• Provided data
▶
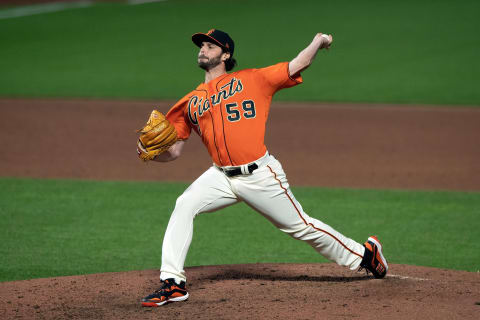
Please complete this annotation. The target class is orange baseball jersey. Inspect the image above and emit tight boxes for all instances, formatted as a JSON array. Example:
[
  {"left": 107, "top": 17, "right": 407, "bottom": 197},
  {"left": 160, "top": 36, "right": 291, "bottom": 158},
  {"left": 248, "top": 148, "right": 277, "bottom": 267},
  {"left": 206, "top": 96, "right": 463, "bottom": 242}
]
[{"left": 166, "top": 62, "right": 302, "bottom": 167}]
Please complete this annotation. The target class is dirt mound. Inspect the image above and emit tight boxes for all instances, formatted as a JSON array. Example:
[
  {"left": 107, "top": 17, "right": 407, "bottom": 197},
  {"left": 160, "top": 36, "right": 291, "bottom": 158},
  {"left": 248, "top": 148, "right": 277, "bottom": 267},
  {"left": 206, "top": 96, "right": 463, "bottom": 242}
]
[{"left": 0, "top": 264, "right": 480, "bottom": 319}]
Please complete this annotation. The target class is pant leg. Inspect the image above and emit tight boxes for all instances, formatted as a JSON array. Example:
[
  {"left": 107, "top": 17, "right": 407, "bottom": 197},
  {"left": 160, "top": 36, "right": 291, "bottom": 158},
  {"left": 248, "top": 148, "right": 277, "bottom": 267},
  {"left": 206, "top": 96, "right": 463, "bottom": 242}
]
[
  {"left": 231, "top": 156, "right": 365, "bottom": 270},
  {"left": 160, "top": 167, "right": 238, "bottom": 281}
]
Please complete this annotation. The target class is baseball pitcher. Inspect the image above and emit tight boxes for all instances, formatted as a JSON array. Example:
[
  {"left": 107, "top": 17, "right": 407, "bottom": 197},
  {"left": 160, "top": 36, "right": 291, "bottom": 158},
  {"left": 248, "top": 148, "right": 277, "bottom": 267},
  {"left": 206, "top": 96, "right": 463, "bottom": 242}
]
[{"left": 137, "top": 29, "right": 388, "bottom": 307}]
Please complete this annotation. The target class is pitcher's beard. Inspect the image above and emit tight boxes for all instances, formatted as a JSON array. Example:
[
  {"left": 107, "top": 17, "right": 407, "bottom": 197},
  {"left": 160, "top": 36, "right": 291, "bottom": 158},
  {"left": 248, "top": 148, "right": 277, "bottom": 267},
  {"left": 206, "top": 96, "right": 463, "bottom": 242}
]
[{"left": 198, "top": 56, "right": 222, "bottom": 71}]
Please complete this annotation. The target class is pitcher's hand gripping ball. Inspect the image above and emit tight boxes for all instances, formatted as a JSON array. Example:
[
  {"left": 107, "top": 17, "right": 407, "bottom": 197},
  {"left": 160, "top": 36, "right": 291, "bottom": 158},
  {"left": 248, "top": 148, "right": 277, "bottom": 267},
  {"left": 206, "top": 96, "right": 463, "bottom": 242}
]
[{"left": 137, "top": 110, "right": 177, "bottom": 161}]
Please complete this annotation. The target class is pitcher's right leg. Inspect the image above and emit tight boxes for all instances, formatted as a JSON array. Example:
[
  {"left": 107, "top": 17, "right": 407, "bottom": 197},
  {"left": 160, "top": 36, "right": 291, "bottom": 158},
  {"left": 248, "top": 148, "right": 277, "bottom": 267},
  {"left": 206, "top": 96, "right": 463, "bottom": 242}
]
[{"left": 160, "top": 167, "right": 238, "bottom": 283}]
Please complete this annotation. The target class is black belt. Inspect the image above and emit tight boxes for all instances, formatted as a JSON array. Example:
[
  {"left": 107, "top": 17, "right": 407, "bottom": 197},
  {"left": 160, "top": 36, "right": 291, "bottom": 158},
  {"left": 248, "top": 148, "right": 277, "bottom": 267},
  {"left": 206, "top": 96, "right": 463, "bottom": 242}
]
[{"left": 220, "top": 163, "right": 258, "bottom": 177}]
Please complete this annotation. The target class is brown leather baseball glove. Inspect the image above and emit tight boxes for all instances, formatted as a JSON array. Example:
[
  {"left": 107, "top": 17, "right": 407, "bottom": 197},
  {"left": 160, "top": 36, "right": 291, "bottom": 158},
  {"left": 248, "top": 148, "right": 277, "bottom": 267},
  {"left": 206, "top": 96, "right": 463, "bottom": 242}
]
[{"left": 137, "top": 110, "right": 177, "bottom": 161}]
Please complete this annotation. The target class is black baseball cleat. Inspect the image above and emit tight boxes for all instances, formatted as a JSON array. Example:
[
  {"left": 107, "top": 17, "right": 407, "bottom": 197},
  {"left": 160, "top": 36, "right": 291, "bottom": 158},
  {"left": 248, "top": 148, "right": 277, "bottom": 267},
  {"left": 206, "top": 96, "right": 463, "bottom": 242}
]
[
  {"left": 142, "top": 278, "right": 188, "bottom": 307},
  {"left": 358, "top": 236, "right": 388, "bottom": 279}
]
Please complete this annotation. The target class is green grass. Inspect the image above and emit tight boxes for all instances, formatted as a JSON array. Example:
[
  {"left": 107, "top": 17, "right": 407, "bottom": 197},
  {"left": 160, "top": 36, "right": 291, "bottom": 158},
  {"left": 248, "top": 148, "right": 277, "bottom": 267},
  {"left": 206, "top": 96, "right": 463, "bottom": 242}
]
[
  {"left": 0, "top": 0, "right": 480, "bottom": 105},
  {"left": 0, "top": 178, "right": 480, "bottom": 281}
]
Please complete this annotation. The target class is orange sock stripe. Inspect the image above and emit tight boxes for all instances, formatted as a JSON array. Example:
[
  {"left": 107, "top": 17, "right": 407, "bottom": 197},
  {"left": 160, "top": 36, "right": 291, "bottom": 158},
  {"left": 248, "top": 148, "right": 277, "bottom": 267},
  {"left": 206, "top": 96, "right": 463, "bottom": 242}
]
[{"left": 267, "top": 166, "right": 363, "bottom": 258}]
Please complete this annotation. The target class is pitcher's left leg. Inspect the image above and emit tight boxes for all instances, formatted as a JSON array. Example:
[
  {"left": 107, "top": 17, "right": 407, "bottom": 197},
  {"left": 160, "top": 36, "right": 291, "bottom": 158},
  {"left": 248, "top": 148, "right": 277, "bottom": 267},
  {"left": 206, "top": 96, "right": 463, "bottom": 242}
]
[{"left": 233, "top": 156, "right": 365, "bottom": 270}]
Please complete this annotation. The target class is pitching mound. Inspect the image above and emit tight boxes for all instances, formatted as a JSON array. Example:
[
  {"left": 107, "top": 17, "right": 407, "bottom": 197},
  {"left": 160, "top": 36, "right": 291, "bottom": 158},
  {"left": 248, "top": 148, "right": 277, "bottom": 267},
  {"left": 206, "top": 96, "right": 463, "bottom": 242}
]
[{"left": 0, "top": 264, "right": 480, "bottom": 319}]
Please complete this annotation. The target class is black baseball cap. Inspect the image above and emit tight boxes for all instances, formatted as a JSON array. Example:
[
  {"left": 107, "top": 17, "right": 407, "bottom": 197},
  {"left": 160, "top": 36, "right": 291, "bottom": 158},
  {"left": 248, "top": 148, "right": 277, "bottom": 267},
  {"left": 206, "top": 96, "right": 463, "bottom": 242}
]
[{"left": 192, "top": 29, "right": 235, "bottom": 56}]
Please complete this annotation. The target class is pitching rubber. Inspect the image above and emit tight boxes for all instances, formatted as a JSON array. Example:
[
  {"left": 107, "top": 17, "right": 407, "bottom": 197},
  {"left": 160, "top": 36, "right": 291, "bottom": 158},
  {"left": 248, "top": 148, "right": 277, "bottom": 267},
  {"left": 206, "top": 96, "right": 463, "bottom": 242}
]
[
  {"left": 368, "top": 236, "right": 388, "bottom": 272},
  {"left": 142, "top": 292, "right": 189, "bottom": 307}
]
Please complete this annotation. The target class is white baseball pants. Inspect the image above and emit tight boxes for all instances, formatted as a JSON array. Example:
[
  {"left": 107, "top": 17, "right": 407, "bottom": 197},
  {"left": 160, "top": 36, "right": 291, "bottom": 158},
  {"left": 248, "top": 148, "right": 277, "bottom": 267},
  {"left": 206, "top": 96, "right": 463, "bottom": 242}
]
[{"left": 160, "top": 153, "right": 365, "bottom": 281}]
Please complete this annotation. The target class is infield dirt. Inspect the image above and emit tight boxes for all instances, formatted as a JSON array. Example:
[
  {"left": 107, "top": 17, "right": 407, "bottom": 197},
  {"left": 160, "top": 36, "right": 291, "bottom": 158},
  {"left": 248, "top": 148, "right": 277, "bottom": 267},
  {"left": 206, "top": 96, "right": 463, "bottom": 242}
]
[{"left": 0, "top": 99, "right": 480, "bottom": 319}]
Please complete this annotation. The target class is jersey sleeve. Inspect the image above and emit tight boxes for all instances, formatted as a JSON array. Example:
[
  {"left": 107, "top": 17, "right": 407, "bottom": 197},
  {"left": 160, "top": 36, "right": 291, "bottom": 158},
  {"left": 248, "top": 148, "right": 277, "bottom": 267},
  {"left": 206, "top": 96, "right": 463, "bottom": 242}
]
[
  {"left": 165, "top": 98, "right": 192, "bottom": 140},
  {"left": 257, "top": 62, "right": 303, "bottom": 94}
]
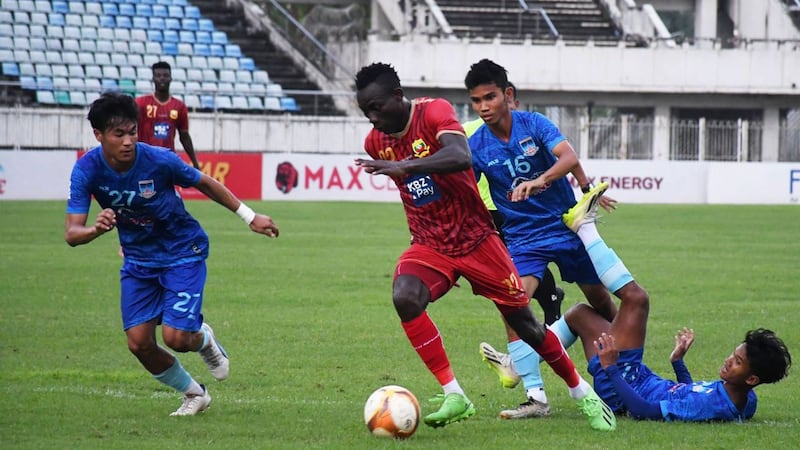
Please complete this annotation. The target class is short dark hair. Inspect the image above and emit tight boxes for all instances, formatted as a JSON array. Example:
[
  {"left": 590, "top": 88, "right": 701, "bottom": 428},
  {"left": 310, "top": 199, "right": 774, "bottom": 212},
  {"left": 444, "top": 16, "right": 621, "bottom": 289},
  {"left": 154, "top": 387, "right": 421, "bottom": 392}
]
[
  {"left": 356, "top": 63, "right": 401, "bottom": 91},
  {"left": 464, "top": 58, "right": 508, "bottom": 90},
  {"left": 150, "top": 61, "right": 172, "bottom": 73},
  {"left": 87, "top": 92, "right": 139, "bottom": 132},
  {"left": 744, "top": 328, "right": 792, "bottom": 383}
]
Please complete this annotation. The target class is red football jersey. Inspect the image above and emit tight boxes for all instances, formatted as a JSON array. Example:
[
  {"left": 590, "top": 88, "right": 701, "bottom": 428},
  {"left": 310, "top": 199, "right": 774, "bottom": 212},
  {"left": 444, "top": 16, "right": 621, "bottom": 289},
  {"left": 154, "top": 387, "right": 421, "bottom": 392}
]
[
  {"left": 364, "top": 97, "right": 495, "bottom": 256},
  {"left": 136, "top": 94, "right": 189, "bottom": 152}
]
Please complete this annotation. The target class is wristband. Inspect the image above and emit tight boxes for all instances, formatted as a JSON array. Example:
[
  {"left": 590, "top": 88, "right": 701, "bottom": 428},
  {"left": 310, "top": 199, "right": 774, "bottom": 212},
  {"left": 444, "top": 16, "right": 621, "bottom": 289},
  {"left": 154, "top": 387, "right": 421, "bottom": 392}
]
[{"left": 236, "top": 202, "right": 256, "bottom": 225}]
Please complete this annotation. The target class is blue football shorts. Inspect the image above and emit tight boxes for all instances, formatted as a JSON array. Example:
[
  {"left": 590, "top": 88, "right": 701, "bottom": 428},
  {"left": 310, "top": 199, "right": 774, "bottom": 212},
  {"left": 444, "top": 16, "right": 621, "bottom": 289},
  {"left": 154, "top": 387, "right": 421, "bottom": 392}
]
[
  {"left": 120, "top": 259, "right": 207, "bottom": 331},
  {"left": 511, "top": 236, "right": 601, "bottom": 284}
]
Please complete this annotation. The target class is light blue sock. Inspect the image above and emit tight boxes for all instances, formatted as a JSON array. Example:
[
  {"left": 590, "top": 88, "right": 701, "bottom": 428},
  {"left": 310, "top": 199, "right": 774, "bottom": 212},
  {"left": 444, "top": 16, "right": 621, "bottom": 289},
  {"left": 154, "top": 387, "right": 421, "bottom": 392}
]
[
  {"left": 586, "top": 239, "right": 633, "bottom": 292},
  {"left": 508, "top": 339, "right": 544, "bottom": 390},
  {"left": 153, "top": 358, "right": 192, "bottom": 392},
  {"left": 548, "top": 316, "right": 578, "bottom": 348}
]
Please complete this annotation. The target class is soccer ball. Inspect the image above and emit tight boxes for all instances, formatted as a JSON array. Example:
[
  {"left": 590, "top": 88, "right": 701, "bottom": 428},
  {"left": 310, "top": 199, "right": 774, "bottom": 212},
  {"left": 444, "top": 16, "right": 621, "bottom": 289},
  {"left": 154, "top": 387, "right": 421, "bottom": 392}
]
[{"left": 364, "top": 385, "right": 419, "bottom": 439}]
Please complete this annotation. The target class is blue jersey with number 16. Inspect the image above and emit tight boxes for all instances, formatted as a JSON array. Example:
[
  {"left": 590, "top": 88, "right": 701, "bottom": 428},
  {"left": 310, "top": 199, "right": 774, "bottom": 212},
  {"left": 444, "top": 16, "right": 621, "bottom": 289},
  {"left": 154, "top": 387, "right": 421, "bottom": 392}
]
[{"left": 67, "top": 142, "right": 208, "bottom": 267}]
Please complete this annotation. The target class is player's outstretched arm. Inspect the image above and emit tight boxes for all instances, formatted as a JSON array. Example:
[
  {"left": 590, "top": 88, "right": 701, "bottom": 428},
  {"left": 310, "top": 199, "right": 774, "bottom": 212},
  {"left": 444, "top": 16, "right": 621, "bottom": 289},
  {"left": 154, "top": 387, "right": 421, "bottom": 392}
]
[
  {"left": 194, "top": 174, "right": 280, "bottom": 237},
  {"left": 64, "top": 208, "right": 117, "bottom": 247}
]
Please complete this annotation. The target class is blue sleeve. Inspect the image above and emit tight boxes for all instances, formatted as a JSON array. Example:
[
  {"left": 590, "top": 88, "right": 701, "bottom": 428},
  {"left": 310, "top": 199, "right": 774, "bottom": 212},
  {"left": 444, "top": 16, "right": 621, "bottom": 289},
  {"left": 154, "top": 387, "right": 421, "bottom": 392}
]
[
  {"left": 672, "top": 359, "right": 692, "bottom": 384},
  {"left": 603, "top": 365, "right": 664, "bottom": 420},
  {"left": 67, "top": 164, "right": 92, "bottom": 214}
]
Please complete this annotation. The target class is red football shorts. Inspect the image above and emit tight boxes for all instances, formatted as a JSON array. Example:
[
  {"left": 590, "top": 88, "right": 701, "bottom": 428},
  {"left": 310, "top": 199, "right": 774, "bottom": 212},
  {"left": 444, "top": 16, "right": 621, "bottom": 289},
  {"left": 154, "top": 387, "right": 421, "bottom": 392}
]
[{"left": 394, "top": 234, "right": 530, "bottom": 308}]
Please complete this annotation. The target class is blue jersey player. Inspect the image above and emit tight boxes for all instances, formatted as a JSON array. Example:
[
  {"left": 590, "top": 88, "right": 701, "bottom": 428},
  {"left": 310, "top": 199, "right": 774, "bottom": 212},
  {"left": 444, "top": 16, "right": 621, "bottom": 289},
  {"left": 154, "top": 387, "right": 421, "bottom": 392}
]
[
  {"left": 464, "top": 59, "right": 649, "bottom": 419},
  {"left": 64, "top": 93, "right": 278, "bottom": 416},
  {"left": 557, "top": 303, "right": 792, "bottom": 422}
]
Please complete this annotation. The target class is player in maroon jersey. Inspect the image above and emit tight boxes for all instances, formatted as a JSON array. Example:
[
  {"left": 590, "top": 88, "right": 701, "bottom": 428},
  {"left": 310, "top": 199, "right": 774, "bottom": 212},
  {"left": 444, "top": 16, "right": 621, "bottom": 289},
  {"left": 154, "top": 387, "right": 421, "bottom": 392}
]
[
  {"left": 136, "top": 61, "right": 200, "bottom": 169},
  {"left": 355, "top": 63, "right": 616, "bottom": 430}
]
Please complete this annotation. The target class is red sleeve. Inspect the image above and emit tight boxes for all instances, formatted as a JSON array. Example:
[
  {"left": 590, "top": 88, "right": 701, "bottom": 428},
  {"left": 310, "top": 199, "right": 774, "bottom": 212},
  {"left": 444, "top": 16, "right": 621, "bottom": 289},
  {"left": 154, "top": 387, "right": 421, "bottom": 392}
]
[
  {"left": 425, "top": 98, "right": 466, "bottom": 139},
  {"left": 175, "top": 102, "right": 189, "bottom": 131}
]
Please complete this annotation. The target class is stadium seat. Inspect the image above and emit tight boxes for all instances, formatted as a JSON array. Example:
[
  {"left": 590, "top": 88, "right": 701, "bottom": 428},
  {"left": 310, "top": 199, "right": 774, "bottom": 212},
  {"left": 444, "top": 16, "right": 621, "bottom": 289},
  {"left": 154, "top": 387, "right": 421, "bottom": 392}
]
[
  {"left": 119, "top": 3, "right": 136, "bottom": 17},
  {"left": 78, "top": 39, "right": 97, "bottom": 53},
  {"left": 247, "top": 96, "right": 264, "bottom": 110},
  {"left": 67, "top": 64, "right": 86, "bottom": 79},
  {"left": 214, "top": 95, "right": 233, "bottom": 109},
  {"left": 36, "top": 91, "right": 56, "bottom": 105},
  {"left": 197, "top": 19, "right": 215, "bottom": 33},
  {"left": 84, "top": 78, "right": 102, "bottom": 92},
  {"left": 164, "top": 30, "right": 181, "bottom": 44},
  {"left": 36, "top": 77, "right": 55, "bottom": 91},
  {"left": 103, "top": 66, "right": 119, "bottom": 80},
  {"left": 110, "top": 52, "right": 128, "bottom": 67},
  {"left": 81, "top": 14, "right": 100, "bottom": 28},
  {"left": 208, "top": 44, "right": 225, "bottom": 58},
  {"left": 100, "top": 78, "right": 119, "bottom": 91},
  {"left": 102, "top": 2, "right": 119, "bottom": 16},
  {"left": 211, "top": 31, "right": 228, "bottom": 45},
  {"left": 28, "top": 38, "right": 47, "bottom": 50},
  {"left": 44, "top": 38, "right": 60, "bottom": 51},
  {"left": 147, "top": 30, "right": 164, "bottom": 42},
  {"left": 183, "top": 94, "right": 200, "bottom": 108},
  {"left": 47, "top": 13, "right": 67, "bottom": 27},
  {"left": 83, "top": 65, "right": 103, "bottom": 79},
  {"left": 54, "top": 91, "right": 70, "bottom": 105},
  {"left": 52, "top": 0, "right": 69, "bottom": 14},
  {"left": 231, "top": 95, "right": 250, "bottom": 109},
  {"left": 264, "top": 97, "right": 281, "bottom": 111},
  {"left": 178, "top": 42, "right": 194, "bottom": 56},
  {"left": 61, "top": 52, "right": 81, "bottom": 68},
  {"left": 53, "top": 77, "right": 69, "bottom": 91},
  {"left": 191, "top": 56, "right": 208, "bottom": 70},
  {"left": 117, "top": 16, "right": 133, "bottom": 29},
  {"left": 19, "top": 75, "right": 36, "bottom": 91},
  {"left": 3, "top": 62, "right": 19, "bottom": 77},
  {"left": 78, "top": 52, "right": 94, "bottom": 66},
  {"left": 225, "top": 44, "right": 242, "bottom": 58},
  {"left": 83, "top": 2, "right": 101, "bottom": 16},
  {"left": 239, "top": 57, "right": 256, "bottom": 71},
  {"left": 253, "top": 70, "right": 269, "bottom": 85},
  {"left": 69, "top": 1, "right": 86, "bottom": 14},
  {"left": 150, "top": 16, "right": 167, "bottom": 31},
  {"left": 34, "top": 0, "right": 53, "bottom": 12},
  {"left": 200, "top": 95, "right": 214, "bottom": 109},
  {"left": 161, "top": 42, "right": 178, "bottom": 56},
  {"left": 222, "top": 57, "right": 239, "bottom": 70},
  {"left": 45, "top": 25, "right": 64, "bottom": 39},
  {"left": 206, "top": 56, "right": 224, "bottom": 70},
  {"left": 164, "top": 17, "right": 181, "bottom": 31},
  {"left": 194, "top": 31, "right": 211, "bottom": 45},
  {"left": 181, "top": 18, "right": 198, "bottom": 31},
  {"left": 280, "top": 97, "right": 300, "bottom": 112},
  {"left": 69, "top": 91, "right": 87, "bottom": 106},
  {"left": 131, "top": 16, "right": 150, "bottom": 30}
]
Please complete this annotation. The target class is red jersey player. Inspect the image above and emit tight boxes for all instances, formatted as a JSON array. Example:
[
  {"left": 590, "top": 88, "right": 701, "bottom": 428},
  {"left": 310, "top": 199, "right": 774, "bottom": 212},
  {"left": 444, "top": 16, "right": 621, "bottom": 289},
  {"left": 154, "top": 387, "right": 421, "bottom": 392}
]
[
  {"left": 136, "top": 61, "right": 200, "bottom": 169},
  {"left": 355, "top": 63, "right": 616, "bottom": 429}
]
◀
• Exercise directions
Count the lines in the material above that contain the string "shorts", treating uppercase and lowercase letters as different, and give only that number.

• Worked answer
2